Politics as Direct Democracy

Despite their interchangeability in conventional usage, politics is not at all the same thing as Statecraft; nor is the State its natural domain.  In past centuries, before the emergence of the Nation-State, politics was understood to mean the activity of citizens in a public body, empowered in shared, indeed participatory institutions.  In contrast to the State, politics, as it once was and as it could be again, is directly democratic.  As advanced by libertarian municipalism, it is the direct management of community affairs by citizens through face-to-face democratic institutions, especially popular assemblies.

In today’s mass society the prospect that people could manage their own affairs in such assemblies may seem woefully remote.  Yet the times in history when people did so are nearer to us than we may think.  Direct democracy was essential to the political tradition that Western societies claim to cherish – it lies at its very fountainhead.  For the democratic political tradition originated not with the Nation-State but with the face-to-face democracy of ancient Athens, in the middle of the fifth century B.C.E.  Politics, as it was first described in the writings of Aristotle, originally denoted a direct democracy – the very word politics is etymologically derived from polis, the ancient Greek word (commonly mistranslated as ‘city-state’) for the public, participatory dimension of a community.

In the Athenian polis, direct democracy attained a remarkable degree of realization.  During one of the most astonishing periods in European, indeed world history – between the eighth and fifth century B.C.E. – Athenian men and their spokesmen, like Solon, Cleisthenes, and Pericles (all three of them ironically, renegade aristocrats), gradually dismembered the traditional feudal system that had been endemic to Homeric times and created institutions that opened public life to every adult Athenian male.  Power ceased to be the prerogative of a small, aristocratic stratum and became instead a citizen activity.  At high water the body politic of ancient Athens probably consisted of some forty thousand adult male citizens.  (Unfortunately, it excluded women, slaves, and resident aliens, including Aristotle himself, from political participation.)

The ancient Athenians had a strikingly different concept of political life from the one to which most people in today’s Western “democracies” are accustomed.  Today we most often regard individuals as essentially private beings who sometimes find it necessary or expedient to enter public life, perhaps against their will, in order to protect or advance their private concerns.  In the common present day view, political participation is a (usually) unpleasant but nonetheless unavoidable extraneous burden that must be borne stoically before one returns one’s “real life” in the private sphere.

__Things to do__.
• a. Copy the passage on politics as direct democracy word for word, from "Despite their interchangeability" up to and including "especially popular assemblies.".
• b. Carry on the passage about politics as direct democracy from the point where it stops.

__Image entries with named regions__.
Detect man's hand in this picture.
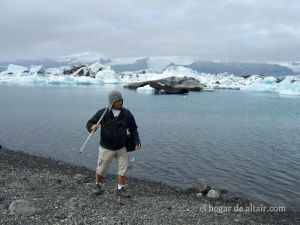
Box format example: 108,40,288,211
135,144,141,150
91,124,100,132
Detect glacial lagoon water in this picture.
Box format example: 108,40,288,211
0,85,300,208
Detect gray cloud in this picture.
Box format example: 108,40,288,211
0,0,300,61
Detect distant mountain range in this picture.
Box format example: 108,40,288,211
0,53,300,76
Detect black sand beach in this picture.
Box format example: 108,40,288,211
0,147,300,225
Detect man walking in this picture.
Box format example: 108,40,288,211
86,91,141,198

__Results of the exercise__.
• a.
Despite their interchangeability in conventional usage, politics is not at all the same thing as Statecraft; nor is the State its natural domain.  In past centuries, before the emergence of the Nation-State, politics was understood to mean the activity of citizens in a public body, empowered in shared, indeed participatory institutions.  In contrast to the State, politics, as it once was and as it could be again, is directly democratic.  As advanced by libertarian municipalism, it is the direct management of community affairs by citizens through face-to-face democratic institutions, especially popular assemblies.

• b.
By contrast, the ancient Athenians thought that adult Greek men are inherently political beings, that it is in their nature to consociate with one another in order to organize and manage their shared community life.  Although their nature has both political and private components, the Athenians believed, their distinctive humanity lies in the political component.  As political beings, then, Greek men cannot be fully human unless they participate in organized community life: without their participation there is no community life, indeed no organized community – no freedom.

Unlike the professionals who run the citadels of State power today and perform the machinations of Statecraft, the ancient Athenians maintained a system of self-governance that was consciously amateur in character.  Its institutions, especially its almost-weekly meetings of citizens’ assembly and its judicial system structured around huge juries – made it possible for political participation to be broad, general, and on-going.  Most civic officials were selected from among the citizens by lot and were frequently rotated.  It was a community in which citizens had the competence not only to govern themselves but to assume office when chance summoned them to do so.

The direct democracy of Athens waned in the aftermath of the Peloponnesian war, and during the Roman Empire and afterward the idea of democracy itself received a bad name as congruent with “mob rule”, especially from theorists and writers who served imperial, kingly, or ecclesiastical masters.  But the notion of politics as popular self-management was never wholly extinguished: to the contrary, both the idea and its reality have persisted in the centuries that span those eras and ours.  In the town centres of many medieval European communes, in colonial New England, and in revolutionary Paris, among many other places, citizens congregated to discuss and manage the community in which they lived.  Popes, princes, and kings, to be sure, often developed overarching structures of power, but at the local level, in villages, towns, and neighbourhoods, people controlled much of their own community life well into modern times.

It must be conceded at the outset that history affords us no example of an ideal direct democracy.  All of the notable instances of it, including ancient Athens, were greatly flawed by patriarchal and other oppressive features.  Nevertheless, the best features of these instances can be culled and assembled to form a composite political realm that is neither parliamentary nor bureaucratic, neither centralized nor professionalized, but democratic and political.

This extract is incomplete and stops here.